> [AIM] Convert every line of the material below into a JSON array of strings, one entry per line. Omit blank lines, and do not include the picture.
● ● ● ●
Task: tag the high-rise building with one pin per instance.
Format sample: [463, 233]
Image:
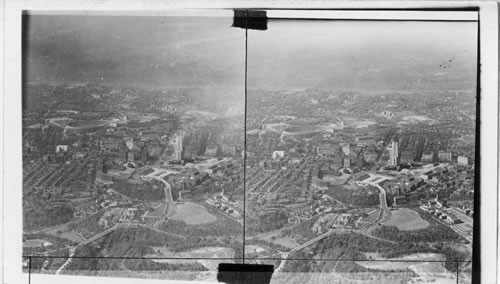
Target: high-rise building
[178, 150]
[393, 159]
● ● ● ●
> [THE RESULT]
[
  "Task: tag the high-rise building with one pin per instance.",
  "Format sample: [463, 233]",
  "Image:",
  "Target: high-rise building",
  "[178, 150]",
  "[393, 159]"
]